THE RECORDS |

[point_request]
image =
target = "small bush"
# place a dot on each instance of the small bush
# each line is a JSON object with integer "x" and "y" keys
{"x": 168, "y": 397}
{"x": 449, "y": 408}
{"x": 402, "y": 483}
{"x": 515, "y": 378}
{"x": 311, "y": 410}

--

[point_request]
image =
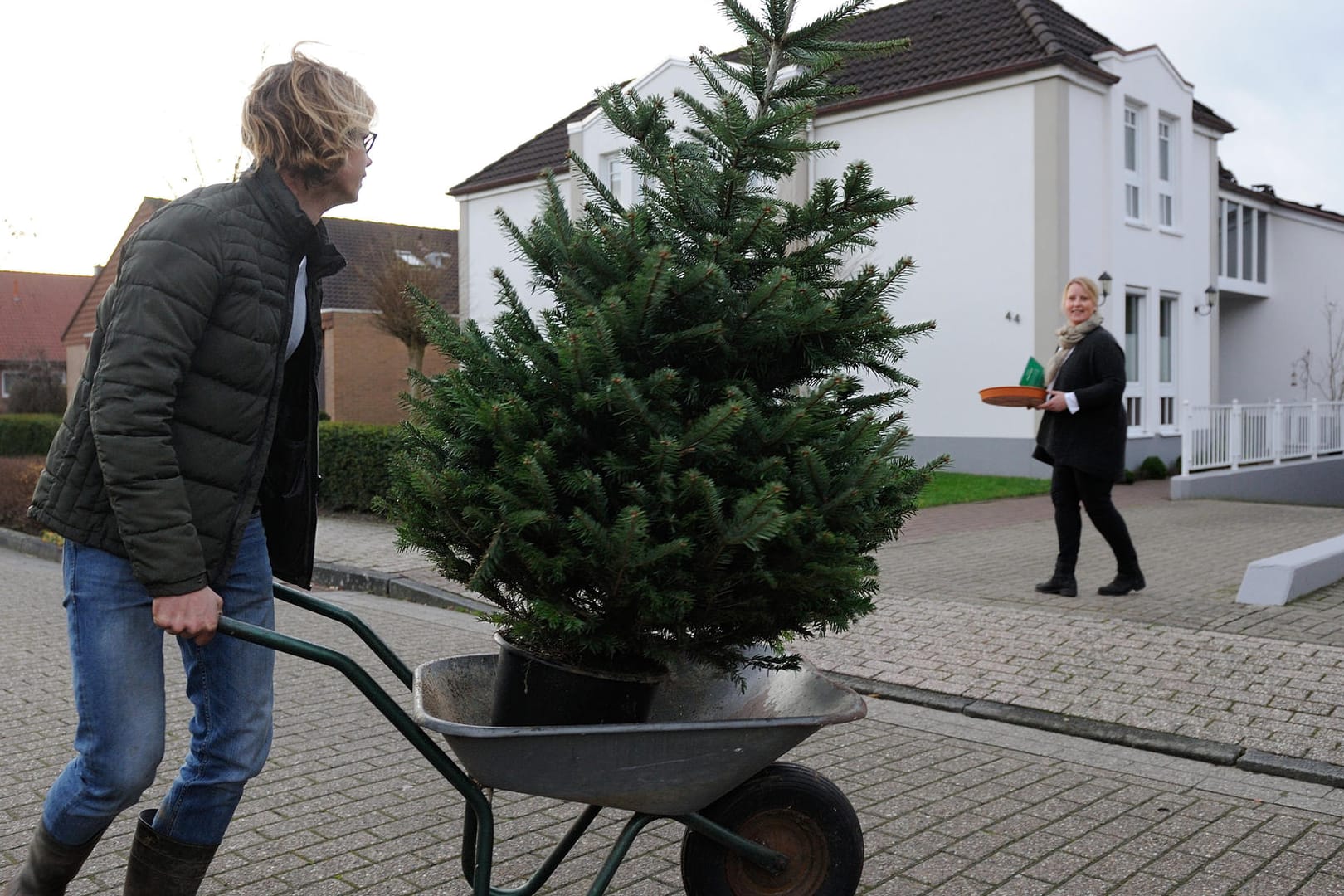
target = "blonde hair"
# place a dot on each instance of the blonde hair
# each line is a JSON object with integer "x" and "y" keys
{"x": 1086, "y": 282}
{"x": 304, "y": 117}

WHAT YOU HAVE TO DO | Respond with only the number of lines above that include the string "blonde".

EXERCISE OUTPUT | 2